## Task prompt
Select each line of the records that contains the word "instance", and copy those lines.
==== Source records ====
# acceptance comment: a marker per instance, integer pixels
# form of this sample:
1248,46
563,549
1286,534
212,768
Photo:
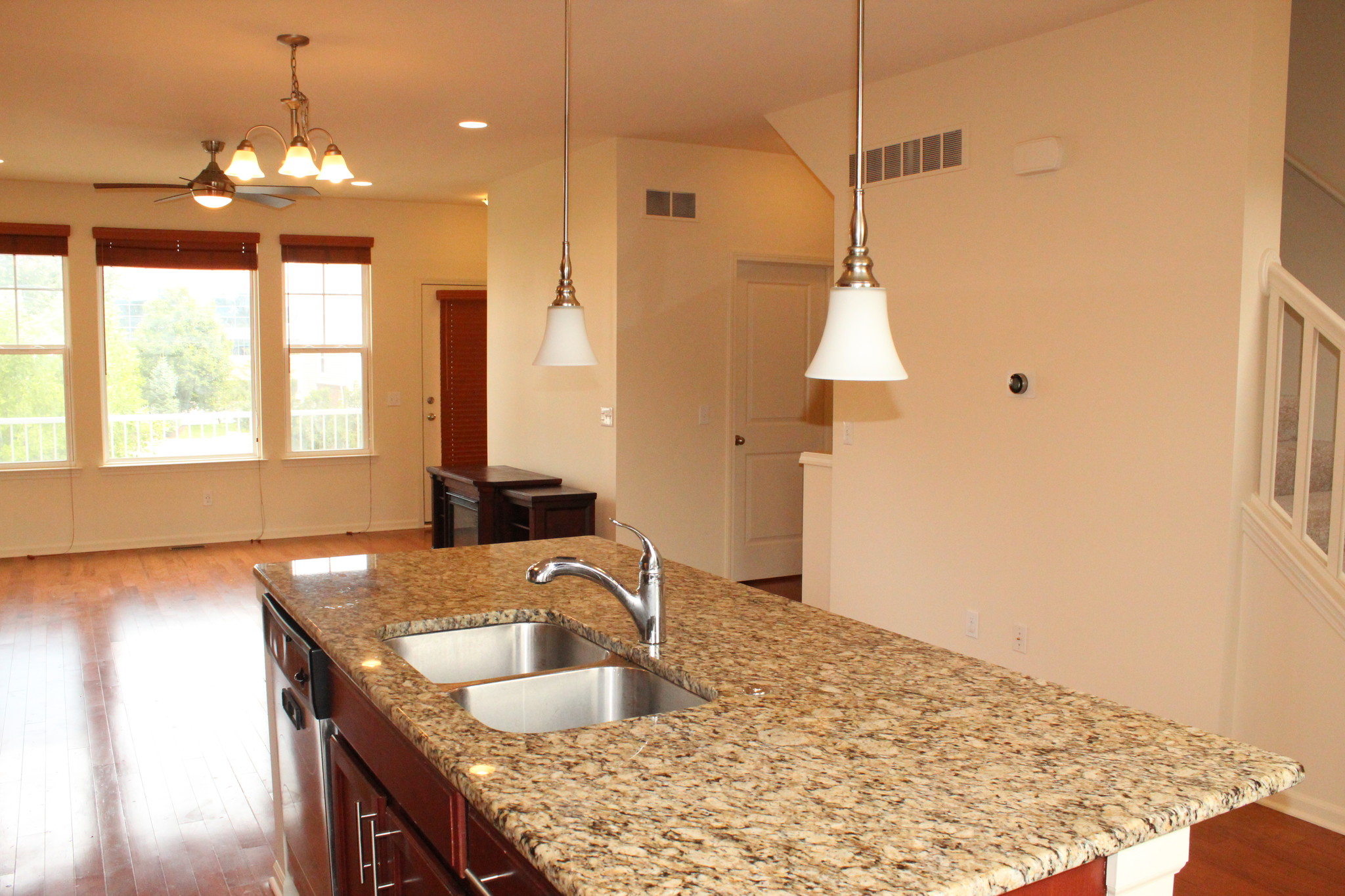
====
## Exercise response
# acceptance comment: a marker per instance, integer pixels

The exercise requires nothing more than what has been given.